Each record must be copied in full and unchanged; any image it holds is excluded.

### Supplied entries ###

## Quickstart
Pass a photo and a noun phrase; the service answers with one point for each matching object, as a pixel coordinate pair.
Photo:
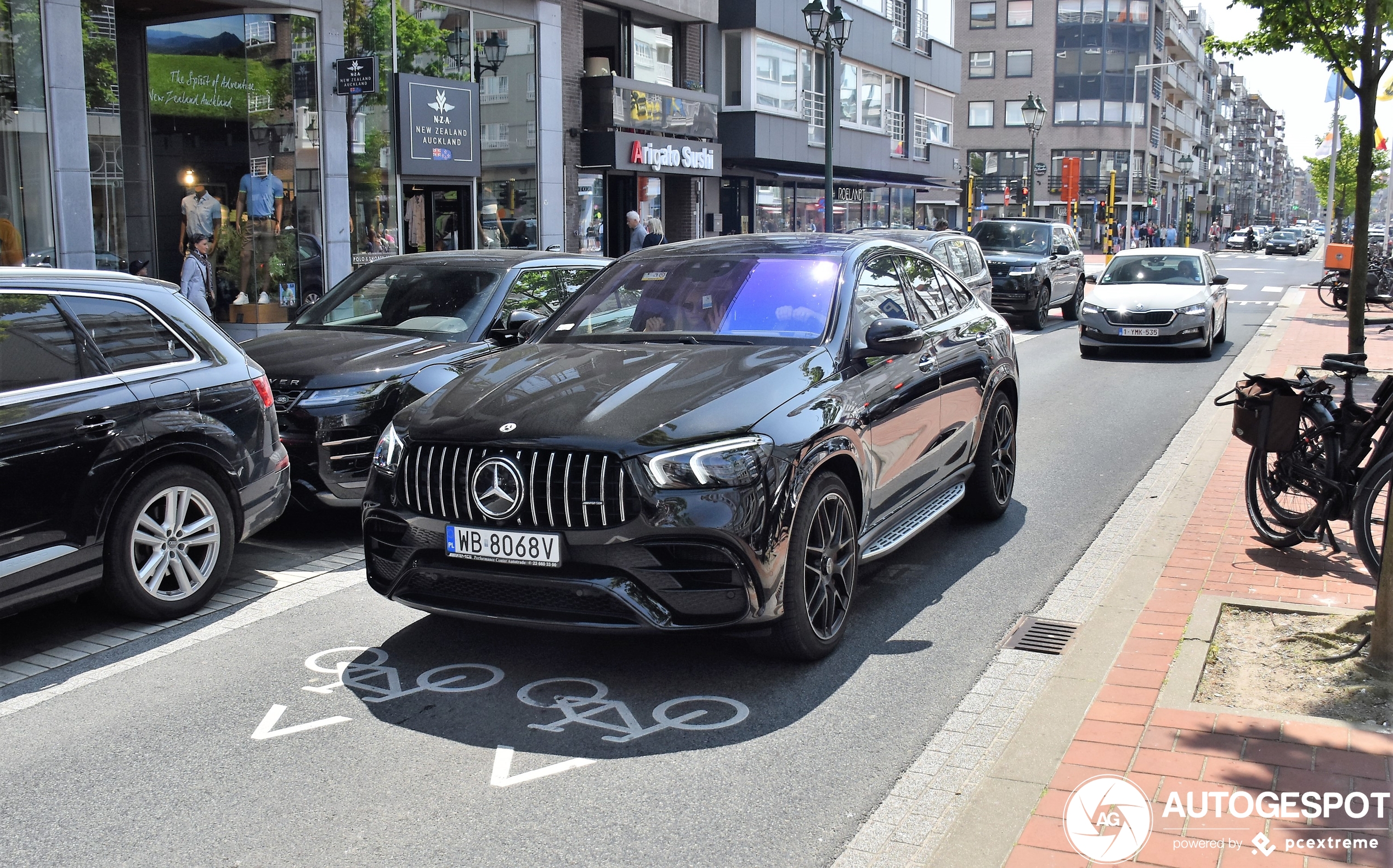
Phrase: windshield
(1023, 237)
(406, 297)
(1154, 269)
(751, 299)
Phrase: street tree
(1347, 35)
(1346, 171)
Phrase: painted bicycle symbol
(588, 708)
(386, 682)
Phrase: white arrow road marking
(267, 729)
(503, 764)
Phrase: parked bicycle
(1316, 460)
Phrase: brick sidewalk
(1167, 750)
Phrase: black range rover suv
(711, 435)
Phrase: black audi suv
(388, 335)
(137, 444)
(710, 435)
(1035, 266)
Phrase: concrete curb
(995, 814)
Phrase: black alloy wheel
(821, 575)
(1076, 303)
(994, 477)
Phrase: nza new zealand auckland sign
(438, 124)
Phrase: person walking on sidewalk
(195, 282)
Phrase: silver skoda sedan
(1169, 297)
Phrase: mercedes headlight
(390, 447)
(349, 395)
(723, 464)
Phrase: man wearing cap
(638, 233)
(200, 215)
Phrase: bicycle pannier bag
(1267, 413)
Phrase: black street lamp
(1033, 115)
(829, 31)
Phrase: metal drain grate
(1041, 636)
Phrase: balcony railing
(609, 101)
(901, 22)
(921, 137)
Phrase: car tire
(818, 595)
(198, 535)
(1035, 320)
(994, 474)
(1073, 305)
(1208, 350)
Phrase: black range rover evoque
(711, 435)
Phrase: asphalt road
(158, 765)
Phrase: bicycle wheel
(1371, 513)
(1265, 483)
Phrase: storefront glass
(236, 154)
(372, 169)
(25, 197)
(104, 111)
(507, 133)
(591, 190)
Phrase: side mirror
(519, 326)
(892, 338)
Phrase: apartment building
(1087, 62)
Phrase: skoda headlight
(390, 447)
(726, 463)
(349, 395)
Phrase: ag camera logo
(1108, 820)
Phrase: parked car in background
(1169, 297)
(138, 444)
(711, 435)
(960, 253)
(385, 336)
(1035, 266)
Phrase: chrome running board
(921, 519)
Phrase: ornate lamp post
(1033, 114)
(829, 31)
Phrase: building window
(777, 76)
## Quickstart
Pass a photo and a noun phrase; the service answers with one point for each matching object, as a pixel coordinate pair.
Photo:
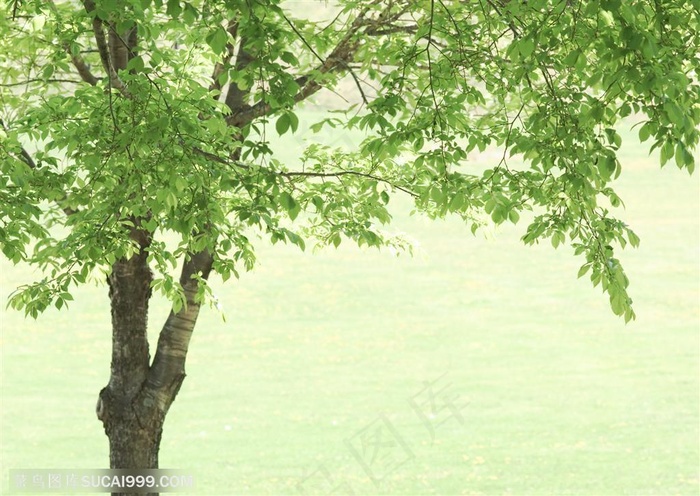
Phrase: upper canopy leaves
(127, 115)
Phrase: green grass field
(322, 354)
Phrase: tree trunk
(133, 405)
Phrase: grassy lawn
(327, 361)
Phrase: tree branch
(76, 59)
(168, 369)
(219, 68)
(235, 98)
(103, 49)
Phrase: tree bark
(133, 405)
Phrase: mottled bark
(133, 405)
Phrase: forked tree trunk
(133, 405)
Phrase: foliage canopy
(153, 116)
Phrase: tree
(128, 122)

###

__Response to the task__
## Quickstart
Pass a photo and a noun phrase; the service answers with one point for each matching object, as a pixel coordinate pair.
Photo:
Phrase: windshield
(1023, 237)
(406, 297)
(1154, 269)
(751, 299)
Phrase: street tree
(1347, 35)
(1346, 171)
Phrase: painted bicycle symbol
(588, 708)
(386, 682)
Phrase: white arrow road marking
(267, 729)
(503, 764)
Phrase: parked bicycle
(1316, 460)
Phrase: brick sidewalk
(1167, 750)
Phrase: black range rover suv
(711, 435)
Phrase: black audi suv
(388, 335)
(137, 444)
(710, 435)
(1035, 266)
Phrase: concrete curb
(995, 814)
Phrase: black alloy wheel
(821, 575)
(1076, 303)
(994, 477)
Phrase: nza new zealand auckland sign
(438, 124)
Phrase: person walking on sidewalk
(195, 282)
Phrase: silver skoda sedan
(1169, 297)
Phrase: mercedes headlight
(390, 447)
(349, 395)
(723, 464)
Phrase: man wearing cap
(638, 233)
(200, 215)
Phrase: bicycle pannier bag
(1267, 413)
Phrase: black street lamp
(1033, 115)
(829, 31)
Phrase: metal drain grate
(1041, 636)
Phrase: balcony railing
(609, 101)
(901, 22)
(921, 137)
Phrase: car tire
(818, 595)
(198, 535)
(1035, 320)
(994, 474)
(1073, 305)
(1208, 350)
Phrase: black range rover evoque
(711, 435)
Phrase: asphalt road
(158, 765)
Phrase: bicycle wheel
(1371, 513)
(1265, 483)
Phrase: storefront glass
(236, 154)
(372, 169)
(25, 197)
(104, 111)
(507, 133)
(591, 190)
Phrase: side mirror
(519, 326)
(892, 338)
Phrase: apartment building
(1087, 62)
Phrase: skoda headlight
(390, 447)
(726, 463)
(349, 395)
Phrase: ag camera logo
(1108, 820)
Phrase: parked car in background
(1169, 297)
(138, 444)
(711, 435)
(960, 253)
(385, 336)
(1035, 266)
Phrase: chrome running board
(921, 519)
Phrase: ornate lamp post
(1033, 114)
(829, 31)
Phrase: building window
(777, 76)
## Quickstart
Pass a photo and a noun phrase; the service answers with one point for each matching object, as a pixel coordinate pair.
Photo:
Phrase: upper canopy leaves
(127, 115)
Phrase: green grass field
(322, 354)
Phrase: tree trunk
(133, 405)
Phrase: grassy lawn
(327, 361)
Phrase: tree branch
(76, 59)
(168, 369)
(219, 68)
(235, 98)
(103, 49)
Phrase: tree bark
(133, 405)
Phrase: mottled bark
(133, 405)
Phrase: forked tree trunk
(133, 405)
Phrase: foliage canopy
(153, 116)
Phrase: tree
(128, 122)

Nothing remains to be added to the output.